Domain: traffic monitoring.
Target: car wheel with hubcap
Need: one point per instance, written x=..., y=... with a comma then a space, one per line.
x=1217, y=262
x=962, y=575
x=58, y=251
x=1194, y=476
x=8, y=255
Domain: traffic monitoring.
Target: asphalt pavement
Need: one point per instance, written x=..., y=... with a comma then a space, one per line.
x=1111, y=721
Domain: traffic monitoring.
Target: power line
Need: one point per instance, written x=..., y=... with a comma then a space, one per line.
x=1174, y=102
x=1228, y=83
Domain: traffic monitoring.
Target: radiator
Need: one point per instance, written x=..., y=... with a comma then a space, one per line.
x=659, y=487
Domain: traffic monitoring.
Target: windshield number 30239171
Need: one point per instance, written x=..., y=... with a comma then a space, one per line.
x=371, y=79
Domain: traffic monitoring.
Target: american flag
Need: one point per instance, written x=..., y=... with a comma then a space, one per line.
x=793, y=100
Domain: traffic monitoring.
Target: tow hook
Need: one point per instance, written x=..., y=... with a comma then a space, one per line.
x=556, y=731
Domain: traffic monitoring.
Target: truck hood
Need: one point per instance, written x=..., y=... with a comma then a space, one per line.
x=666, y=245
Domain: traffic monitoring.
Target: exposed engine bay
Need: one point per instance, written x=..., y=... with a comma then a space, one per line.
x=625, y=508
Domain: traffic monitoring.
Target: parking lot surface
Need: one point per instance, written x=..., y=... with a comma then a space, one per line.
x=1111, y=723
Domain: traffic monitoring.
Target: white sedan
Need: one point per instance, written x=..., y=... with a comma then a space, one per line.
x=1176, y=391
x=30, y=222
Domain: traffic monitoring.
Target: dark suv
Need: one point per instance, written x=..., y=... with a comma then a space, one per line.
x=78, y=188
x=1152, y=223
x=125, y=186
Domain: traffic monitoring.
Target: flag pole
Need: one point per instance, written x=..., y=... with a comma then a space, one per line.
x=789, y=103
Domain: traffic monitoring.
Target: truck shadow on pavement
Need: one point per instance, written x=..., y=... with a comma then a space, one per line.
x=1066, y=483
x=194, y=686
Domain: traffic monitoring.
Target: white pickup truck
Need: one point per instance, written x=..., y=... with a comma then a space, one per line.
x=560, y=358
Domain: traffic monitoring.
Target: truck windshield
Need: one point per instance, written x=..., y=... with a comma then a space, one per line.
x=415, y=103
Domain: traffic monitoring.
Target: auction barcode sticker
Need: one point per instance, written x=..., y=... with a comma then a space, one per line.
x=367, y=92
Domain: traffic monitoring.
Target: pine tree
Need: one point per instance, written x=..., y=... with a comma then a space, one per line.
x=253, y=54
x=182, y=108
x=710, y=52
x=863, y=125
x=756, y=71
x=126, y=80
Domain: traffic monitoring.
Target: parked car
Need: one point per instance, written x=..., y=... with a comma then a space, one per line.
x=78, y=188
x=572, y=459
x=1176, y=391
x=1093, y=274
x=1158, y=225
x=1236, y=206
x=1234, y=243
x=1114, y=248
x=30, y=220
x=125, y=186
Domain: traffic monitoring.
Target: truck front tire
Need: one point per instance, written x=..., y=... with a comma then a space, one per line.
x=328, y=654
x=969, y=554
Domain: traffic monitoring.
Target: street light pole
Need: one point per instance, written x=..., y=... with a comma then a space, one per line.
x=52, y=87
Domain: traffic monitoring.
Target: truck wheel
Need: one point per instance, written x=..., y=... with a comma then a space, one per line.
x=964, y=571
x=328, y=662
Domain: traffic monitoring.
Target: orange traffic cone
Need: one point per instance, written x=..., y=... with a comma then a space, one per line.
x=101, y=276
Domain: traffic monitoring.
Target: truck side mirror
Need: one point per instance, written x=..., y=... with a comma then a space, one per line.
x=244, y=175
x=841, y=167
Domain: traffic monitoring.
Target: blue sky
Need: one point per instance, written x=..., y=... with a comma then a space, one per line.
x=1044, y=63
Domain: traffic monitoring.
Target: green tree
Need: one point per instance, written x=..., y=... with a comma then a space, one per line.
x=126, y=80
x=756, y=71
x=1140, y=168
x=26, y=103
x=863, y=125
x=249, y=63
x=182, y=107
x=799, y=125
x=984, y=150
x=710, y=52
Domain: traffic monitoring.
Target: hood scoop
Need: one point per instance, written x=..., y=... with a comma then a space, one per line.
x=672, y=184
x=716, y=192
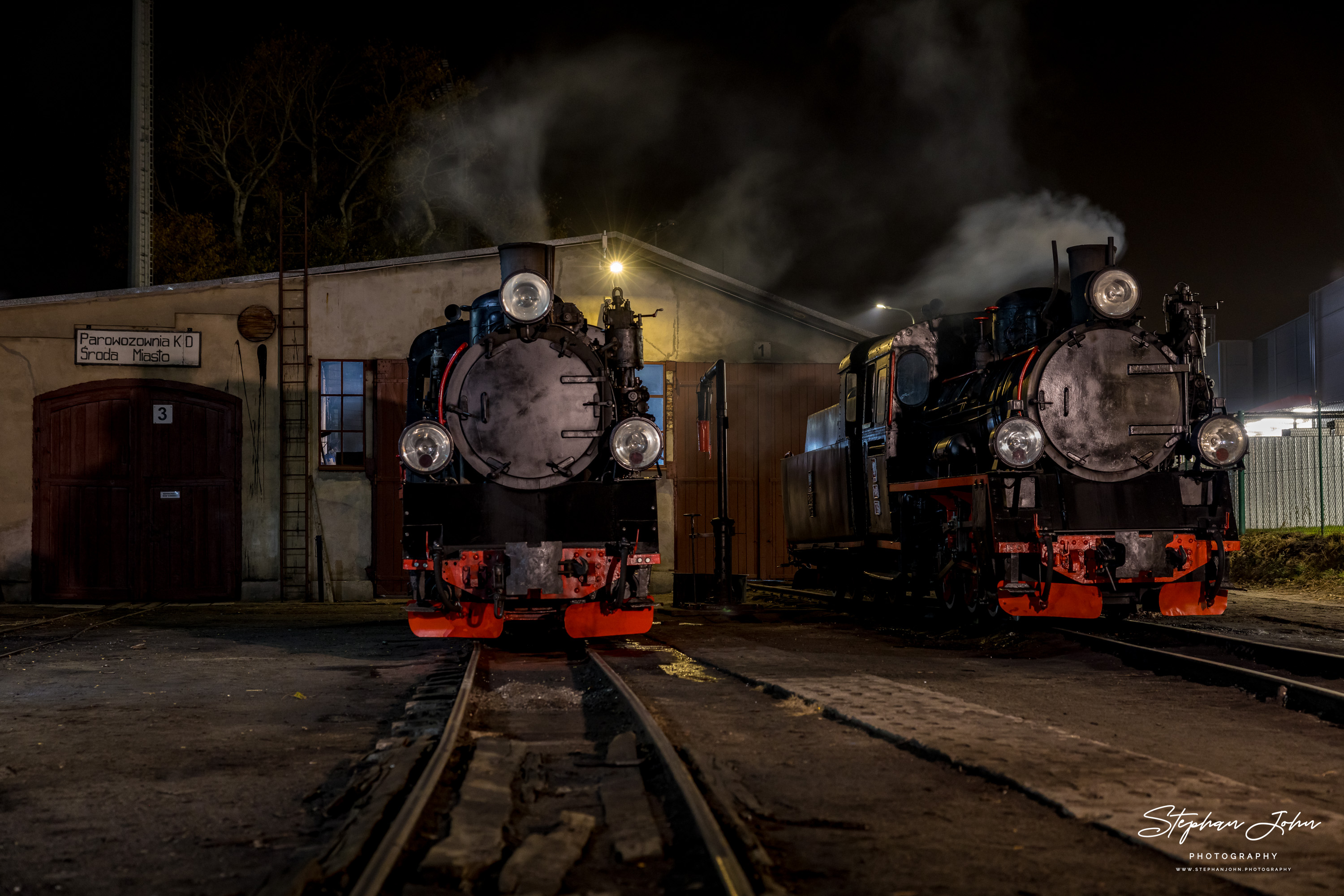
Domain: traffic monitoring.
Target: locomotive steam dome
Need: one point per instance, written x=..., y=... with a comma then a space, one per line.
x=1108, y=399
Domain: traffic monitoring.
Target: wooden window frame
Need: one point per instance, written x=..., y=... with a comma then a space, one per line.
x=366, y=409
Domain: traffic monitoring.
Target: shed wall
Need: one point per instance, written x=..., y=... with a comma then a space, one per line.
x=371, y=315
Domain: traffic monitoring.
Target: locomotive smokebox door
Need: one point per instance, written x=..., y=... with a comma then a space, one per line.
x=1109, y=402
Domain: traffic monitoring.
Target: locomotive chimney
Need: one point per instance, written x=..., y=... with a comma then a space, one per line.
x=1084, y=261
x=534, y=257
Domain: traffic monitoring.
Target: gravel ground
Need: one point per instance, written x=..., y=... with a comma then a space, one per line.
x=172, y=753
x=840, y=812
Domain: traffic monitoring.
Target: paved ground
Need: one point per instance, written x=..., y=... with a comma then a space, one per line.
x=1296, y=618
x=182, y=766
x=172, y=753
x=1042, y=679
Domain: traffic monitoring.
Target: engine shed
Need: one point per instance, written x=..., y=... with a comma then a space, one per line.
x=194, y=441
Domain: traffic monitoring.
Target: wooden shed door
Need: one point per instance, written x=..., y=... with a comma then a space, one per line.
x=136, y=493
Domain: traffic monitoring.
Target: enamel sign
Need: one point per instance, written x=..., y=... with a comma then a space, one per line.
x=138, y=348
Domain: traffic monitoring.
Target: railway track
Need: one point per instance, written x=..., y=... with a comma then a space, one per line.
x=17, y=632
x=1158, y=647
x=547, y=770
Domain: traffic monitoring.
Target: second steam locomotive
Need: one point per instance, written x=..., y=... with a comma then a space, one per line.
x=1047, y=457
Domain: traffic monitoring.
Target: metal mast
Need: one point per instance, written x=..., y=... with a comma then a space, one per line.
x=293, y=401
x=140, y=244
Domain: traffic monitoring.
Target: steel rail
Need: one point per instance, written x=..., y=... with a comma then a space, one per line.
x=43, y=644
x=7, y=628
x=1293, y=695
x=734, y=880
x=1296, y=660
x=793, y=593
x=389, y=852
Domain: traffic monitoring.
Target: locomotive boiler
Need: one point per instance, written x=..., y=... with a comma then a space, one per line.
x=527, y=433
x=1046, y=457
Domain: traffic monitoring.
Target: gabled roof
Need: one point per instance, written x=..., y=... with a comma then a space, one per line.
x=646, y=252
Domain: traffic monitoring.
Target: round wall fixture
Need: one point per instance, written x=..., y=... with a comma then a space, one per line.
x=256, y=324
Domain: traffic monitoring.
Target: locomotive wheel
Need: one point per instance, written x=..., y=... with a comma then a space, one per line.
x=960, y=590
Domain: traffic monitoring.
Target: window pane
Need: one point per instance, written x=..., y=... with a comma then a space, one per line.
x=354, y=378
x=652, y=377
x=330, y=414
x=353, y=414
x=330, y=446
x=331, y=378
x=354, y=445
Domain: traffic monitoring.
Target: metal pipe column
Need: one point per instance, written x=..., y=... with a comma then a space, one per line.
x=722, y=524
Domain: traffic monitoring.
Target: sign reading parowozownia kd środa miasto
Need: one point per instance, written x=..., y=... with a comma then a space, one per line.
x=138, y=348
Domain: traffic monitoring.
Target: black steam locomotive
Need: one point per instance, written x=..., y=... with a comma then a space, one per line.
x=1047, y=457
x=526, y=432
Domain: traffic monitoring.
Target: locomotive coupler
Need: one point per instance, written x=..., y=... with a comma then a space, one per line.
x=445, y=598
x=576, y=569
x=620, y=592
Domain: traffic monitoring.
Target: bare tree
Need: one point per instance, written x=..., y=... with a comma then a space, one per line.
x=236, y=128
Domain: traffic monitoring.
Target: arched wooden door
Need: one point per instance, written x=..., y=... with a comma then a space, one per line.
x=136, y=492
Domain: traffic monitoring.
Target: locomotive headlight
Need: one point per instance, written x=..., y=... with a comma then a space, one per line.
x=526, y=297
x=1113, y=293
x=1221, y=441
x=425, y=448
x=1019, y=441
x=636, y=444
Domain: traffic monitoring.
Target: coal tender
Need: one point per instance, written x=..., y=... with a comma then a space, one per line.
x=527, y=429
x=1046, y=457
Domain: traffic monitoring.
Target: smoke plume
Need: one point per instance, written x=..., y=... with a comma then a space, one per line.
x=887, y=170
x=1002, y=245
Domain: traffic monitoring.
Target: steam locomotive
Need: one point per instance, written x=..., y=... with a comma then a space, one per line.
x=1047, y=457
x=527, y=430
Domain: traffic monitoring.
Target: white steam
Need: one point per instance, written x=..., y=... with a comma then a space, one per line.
x=1003, y=245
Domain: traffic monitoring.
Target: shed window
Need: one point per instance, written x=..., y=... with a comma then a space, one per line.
x=342, y=414
x=654, y=379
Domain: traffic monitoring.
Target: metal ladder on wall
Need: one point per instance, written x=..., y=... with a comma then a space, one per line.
x=293, y=402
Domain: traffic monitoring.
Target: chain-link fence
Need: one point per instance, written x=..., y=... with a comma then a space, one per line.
x=1285, y=479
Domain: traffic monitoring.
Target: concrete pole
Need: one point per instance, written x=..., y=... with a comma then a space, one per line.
x=140, y=242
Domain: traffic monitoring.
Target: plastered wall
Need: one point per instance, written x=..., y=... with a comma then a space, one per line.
x=369, y=315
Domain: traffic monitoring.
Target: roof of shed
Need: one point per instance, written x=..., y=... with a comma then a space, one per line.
x=646, y=252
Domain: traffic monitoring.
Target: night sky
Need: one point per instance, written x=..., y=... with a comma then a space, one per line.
x=1214, y=132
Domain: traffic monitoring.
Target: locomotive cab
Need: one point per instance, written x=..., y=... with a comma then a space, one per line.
x=525, y=459
x=1045, y=457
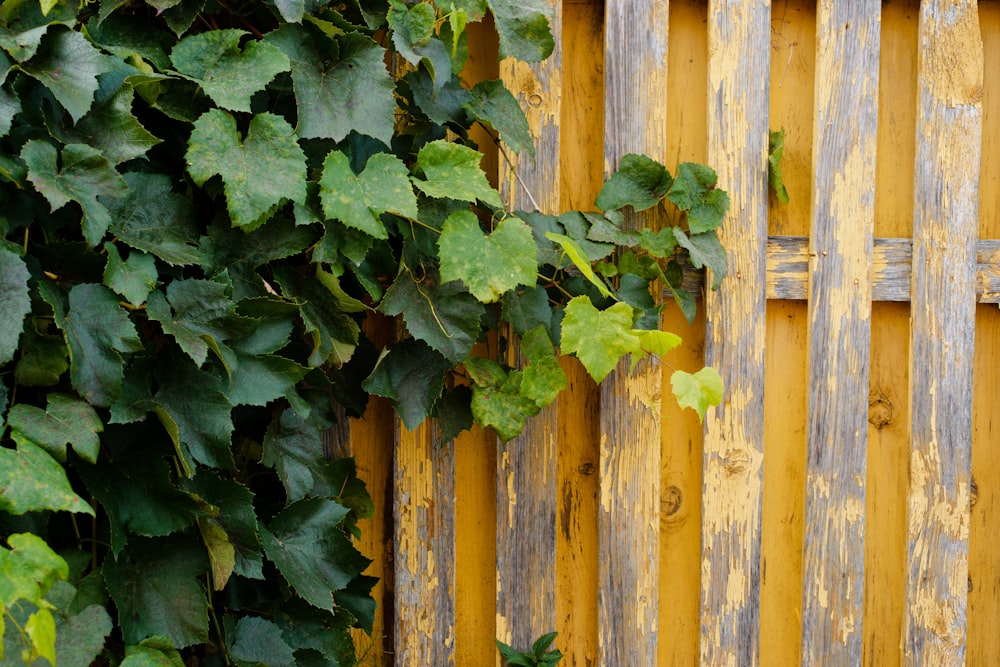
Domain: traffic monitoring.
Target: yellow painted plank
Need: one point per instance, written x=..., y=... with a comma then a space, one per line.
x=945, y=225
x=844, y=144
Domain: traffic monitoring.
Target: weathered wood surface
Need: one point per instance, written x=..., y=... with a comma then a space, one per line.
x=424, y=541
x=739, y=46
x=527, y=485
x=629, y=515
x=844, y=142
x=945, y=228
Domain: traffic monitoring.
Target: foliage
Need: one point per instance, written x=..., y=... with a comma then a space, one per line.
x=205, y=209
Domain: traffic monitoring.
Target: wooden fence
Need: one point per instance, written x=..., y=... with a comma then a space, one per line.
x=842, y=505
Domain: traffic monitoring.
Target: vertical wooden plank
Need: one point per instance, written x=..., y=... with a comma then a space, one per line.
x=527, y=484
x=738, y=72
x=945, y=231
x=629, y=516
x=424, y=508
x=844, y=145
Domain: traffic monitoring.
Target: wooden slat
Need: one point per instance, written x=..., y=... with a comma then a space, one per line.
x=739, y=44
x=629, y=515
x=945, y=227
x=843, y=217
x=527, y=488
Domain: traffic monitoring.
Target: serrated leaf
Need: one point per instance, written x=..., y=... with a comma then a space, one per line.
x=347, y=74
x=697, y=391
x=34, y=481
x=66, y=420
x=492, y=103
x=523, y=26
x=258, y=172
x=453, y=171
x=411, y=375
x=68, y=66
x=227, y=74
x=155, y=585
x=14, y=296
x=639, y=182
x=151, y=217
x=83, y=176
x=315, y=557
x=445, y=316
x=98, y=331
x=358, y=201
x=487, y=265
x=599, y=338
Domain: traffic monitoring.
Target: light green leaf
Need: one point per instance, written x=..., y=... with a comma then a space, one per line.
x=83, y=176
x=258, y=172
x=453, y=171
x=228, y=75
x=35, y=481
x=697, y=391
x=358, y=201
x=16, y=303
x=66, y=420
x=488, y=265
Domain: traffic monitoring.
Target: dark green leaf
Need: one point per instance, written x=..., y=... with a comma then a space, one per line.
x=258, y=172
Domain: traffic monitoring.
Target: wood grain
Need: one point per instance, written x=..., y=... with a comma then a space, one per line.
x=635, y=66
x=945, y=228
x=739, y=44
x=843, y=217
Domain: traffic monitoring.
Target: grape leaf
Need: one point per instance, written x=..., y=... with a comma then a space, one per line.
x=66, y=420
x=84, y=176
x=487, y=265
x=359, y=201
x=228, y=75
x=697, y=391
x=258, y=172
x=452, y=171
x=16, y=303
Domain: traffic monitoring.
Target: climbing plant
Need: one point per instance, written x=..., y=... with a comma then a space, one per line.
x=202, y=202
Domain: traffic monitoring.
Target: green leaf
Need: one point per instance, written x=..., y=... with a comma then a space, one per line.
x=134, y=278
x=258, y=641
x=493, y=104
x=66, y=420
x=452, y=171
x=98, y=331
x=347, y=74
x=640, y=182
x=697, y=391
x=523, y=26
x=315, y=557
x=488, y=265
x=599, y=338
x=151, y=217
x=411, y=375
x=155, y=585
x=258, y=172
x=228, y=75
x=35, y=481
x=83, y=176
x=16, y=303
x=68, y=66
x=775, y=150
x=359, y=201
x=445, y=316
x=694, y=191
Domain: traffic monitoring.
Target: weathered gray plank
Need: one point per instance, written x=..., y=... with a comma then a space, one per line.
x=839, y=328
x=945, y=222
x=424, y=536
x=635, y=76
x=738, y=70
x=527, y=490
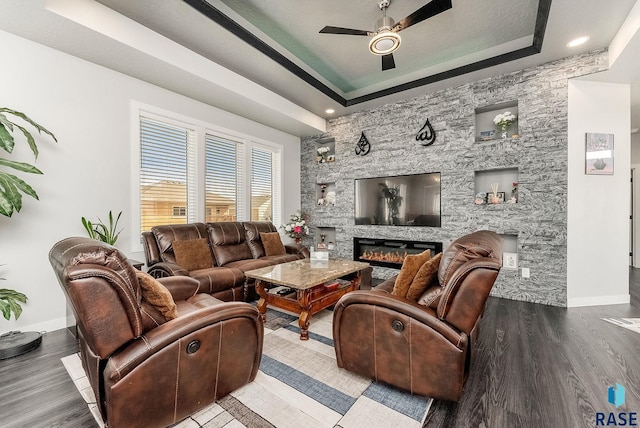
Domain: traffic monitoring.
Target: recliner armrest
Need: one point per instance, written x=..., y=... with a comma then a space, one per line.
x=164, y=269
x=180, y=287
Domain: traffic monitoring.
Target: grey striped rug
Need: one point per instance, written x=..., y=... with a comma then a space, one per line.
x=299, y=384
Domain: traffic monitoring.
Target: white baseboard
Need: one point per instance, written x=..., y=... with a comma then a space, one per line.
x=598, y=301
x=49, y=325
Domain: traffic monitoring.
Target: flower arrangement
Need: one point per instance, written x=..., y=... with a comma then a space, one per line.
x=322, y=152
x=297, y=226
x=503, y=121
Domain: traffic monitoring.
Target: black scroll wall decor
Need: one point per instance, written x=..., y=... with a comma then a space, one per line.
x=426, y=136
x=363, y=147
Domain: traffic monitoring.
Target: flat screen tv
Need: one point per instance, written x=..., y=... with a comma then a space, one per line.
x=401, y=200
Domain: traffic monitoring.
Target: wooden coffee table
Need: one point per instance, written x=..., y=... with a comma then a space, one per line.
x=307, y=281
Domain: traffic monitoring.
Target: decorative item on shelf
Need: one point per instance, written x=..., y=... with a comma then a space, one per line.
x=510, y=260
x=426, y=135
x=494, y=196
x=322, y=154
x=514, y=193
x=394, y=200
x=487, y=135
x=599, y=154
x=330, y=199
x=503, y=121
x=297, y=227
x=323, y=188
x=363, y=147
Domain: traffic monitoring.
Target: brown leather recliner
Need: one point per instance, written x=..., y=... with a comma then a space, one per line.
x=424, y=348
x=143, y=371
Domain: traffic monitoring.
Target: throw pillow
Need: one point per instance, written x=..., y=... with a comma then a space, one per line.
x=427, y=272
x=272, y=244
x=410, y=267
x=157, y=295
x=193, y=254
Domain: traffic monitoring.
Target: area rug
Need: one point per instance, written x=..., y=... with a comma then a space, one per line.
x=299, y=384
x=632, y=324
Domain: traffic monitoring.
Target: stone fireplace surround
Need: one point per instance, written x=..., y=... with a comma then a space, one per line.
x=536, y=225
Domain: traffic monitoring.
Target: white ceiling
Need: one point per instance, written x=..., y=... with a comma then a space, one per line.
x=171, y=44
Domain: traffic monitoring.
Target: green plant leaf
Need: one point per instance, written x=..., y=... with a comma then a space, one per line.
x=30, y=140
x=89, y=228
x=22, y=186
x=6, y=139
x=30, y=121
x=20, y=166
x=10, y=192
x=10, y=302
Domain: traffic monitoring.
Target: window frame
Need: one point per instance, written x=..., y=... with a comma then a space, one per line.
x=201, y=129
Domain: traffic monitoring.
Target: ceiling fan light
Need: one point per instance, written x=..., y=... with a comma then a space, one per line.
x=384, y=43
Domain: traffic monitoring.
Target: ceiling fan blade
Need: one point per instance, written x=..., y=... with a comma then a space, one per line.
x=348, y=31
x=425, y=12
x=387, y=62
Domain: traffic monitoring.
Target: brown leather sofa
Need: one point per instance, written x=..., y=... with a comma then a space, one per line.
x=147, y=372
x=423, y=347
x=235, y=247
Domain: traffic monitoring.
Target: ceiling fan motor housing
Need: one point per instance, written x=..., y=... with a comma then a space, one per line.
x=384, y=24
x=383, y=4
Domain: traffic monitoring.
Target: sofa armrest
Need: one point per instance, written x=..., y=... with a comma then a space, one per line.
x=164, y=269
x=180, y=287
x=297, y=249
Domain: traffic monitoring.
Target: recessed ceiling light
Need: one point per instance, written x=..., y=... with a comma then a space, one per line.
x=577, y=42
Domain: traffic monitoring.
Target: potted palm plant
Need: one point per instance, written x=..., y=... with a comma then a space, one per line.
x=12, y=188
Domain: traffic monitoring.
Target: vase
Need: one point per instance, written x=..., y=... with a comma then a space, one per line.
x=599, y=164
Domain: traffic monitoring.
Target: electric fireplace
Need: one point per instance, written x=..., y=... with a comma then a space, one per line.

* * * * * * *

[EXERCISE DIRECTIONS] Go through the entries and copy every line with "frame".

[SOLUTION TO THIS EXERCISE]
Target: wooden window frame
Target: window frame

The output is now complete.